▸ **List of tasks**
**a)** From the passage on the representativeness heuristic, print the part that opens with the words containing "THE HEURISTICS THAT" and closes with "judged to be low.".
**b)** Decide whether each statement below agrees with the passage on the representativeness heuristic, answering yes or no and quoting the deciding words. (i) When A closely resembles B, the probability that A originates from B is judged to be high. (ii) Steve is described as having a strong interest in people. (iii) Research found that people order the occupations by probability and by similarity in different ways.
**c)** Pick up the passage on the representativeness heuristic after its last sentence and continue it.

>> Start Source text

ERRORS OF JUDGMENT AND CHOICE----- Episode 2

THE HEURISTICS THAT ARE EMPLOYED TO ASSESS 
PROBABILITIES AND TO PREDICT VALUES 

                              REPRESENTATIVENESS 

   Many of the probabilistic questions with which people are concerned belong to one of the following types : What is the probability that object A belongs to class B ? What is the probability that event A originates from process B ? What is the probability that process B will generate event A ? In answering such questions people typically rely on the representativeness heuristic, in which probabilities are evaluated by the degree to which A is representative of B, that is, by the degree to which A resembles B. For example, when A is highly representative of B, the probability that A originates from B is judged to be high. On the other hand, if A is not similar to B, the probability that A originates from B is judged to be low. 

   Think back to the example of "Steve who was described 
as very shy and withdrawn, invariably helpful, but with little interest in people, or in the world of reality. A meek and tidy soul, he has a need for order and structure, and a passion for detail. " How do people assess the probability that Steve is engaged in a particular occupation from a list of possibilities [ for example, farmer, salesman, airline pilot, librarian, or physician ?] How do people order these occupations from most to least likely ? In the representativeness heuristic, the probability that Steve is a librarian, for example, is assessed by the degree to which he is representative of, or similar to, the stereotype of a librarian. Indeed, research with problems of this type has shown that people order the occupations by probability and by similarity in exactly the same way. This approach is not influenced by several factors that should affect judgments of probability.

>> End Source text
>> Start Extracted entries

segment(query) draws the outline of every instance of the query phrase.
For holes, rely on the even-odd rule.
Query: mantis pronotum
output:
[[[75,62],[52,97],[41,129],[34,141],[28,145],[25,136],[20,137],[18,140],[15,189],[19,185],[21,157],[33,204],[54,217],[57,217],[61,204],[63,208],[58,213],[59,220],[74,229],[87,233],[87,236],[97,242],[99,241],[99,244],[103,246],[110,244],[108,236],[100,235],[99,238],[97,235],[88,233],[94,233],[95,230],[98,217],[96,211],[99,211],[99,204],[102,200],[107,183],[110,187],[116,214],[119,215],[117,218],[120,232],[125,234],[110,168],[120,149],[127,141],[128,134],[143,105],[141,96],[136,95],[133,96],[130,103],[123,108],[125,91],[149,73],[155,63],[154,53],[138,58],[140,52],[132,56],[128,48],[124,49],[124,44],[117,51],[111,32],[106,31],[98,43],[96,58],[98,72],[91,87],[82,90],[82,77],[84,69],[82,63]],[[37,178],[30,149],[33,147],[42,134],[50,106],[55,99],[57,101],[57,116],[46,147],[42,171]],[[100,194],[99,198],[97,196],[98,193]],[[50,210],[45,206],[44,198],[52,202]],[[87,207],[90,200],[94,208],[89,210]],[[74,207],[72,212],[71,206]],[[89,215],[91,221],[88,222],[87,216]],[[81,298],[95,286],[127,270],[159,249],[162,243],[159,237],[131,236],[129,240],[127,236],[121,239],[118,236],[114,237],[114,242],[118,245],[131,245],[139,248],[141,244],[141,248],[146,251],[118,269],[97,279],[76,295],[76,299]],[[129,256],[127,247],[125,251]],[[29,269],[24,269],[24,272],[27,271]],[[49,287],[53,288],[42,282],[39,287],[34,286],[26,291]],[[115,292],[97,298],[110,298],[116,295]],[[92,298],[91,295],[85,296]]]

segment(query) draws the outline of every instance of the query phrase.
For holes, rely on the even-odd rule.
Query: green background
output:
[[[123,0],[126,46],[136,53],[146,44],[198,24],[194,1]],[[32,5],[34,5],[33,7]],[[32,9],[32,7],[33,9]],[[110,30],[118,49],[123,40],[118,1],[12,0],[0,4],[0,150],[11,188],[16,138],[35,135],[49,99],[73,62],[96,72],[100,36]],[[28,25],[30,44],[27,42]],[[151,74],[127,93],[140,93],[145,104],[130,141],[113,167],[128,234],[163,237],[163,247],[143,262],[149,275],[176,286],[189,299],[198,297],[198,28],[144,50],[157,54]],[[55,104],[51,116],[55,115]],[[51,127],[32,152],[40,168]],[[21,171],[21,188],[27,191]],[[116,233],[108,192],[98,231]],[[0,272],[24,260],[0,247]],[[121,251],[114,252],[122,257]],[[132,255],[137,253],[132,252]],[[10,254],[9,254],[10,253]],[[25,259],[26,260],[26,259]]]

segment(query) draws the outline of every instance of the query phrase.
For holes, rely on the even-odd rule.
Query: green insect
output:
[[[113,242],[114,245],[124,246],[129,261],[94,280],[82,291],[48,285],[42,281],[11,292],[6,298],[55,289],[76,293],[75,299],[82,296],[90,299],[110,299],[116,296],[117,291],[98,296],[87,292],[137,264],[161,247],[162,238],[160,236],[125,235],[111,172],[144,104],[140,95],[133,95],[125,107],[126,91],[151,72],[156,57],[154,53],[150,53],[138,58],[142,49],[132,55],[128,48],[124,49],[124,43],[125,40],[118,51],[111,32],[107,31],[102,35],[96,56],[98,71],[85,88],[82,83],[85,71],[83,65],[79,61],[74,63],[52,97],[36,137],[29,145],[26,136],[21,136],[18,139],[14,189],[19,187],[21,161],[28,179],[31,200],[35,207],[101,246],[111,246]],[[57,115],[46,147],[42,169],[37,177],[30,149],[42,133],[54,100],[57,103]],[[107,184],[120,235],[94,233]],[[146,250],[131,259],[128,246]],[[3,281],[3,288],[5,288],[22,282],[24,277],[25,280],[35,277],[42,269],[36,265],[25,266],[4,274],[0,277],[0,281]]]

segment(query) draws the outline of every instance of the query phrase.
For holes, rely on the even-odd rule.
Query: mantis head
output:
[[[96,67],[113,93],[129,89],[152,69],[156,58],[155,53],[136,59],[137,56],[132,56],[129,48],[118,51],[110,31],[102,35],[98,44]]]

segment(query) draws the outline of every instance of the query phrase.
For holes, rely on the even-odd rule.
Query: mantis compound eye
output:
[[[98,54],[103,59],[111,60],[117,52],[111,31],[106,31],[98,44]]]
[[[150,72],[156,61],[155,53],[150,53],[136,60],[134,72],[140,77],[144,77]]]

>> End Extracted entries

▸ **Answers to the exercise**
**a)**
THE HEURISTICS THAT ARE EMPLOYED TO ASSESS 
PROBABILITIES AND TO PREDICT VALUES 

                              REPRESENTATIVENESS 

   Many of the probabilistic questions with which people are concerned belong to one of the following types : What is the probability that object A belongs to class B ? What is the probability that event A originates from process B ? What is the probability that process B will generate event A ? In answering such questions people typically rely on the representativeness heuristic, in which probabilities are evaluated by the degree to which A is representative of B, that is, by the degree to which A resembles B. For example, when A is highly representative of B, the probability that A originates from B is judged to be high. On the other hand, if A is not similar to B, the probability that A originates from B is judged to be low.

**b)**
(i) Yes: "when A is highly representative of B, the probability that A originates from B is judged to be high."
(ii) No: "with little interest in people, or in the world of reality."
(iii) No: "people order the occupations by probability and by similarity in exactly the same way."

**c)**
   Insensitivity to prior probability of outcomes. One of the factors that has no effect on representativeness but should have a major effect on probability is the prior probability, or base-rate frequency of the outcomes. In the case of Steve, for example, the fact that there are many more farmers than librarians in the population should enter into any reasonable estimate of the probability that Steve is a librarian rather than a farmer. Considerations of base-rate frequency, however, do not affect the similarity of Steve to the stereotypes of librarians and farmers. If people evaluate probability by representativeness, therefore, prior probabilities will be neglected. This hypothesis was tested in an experiment where prior probabilities were manipulated. Students were shown brief personality descriptions of several individuals, allegedly sampled at random from a group of 100 professionals ---- engineers and lawyers. The subjects were asked to assess, for each description, the probability that it belonged to an engineer rather than to a lawyer. In one experimental condition, subjects were told that the group from which the description had been drawn consisted of 70 engineers and 30 lawyers. In another condition, subjects were told that the group consisted of 30 engineers and 70 lawyers. The odds that any particular description belongs to an an engineer rather than to a lawyer should be higher in the first condition, where there is a majority of engineers, than in the second condition, where there is a majority of lawyers. Specifically, it can be shown by applying Bayes' rule that the ratio of these odds should be  [.7 / .3--squared], or 5.44, for each for each description. In a sharp violation of Bayes' rule, the subjects in these two conditions produced essentially the same probability judgments. Apparently, subjects evaluated the likelihood that a particular description belonged to an engineer rather than to a lawyer by the degree to which this description was representative of the two stereotypes, with little or no regard for the prior probabilities of the categories. 

   The subjects used prior probabilities correctly when they had no other information. In the absence of a personality sketch, they judged the probability that an unknown individual is an engineer to be .7 and .3, respectively, in the two base-rate conditions. However, prior probabilities were ignored when a description was introduced even when this description was totally uninformative.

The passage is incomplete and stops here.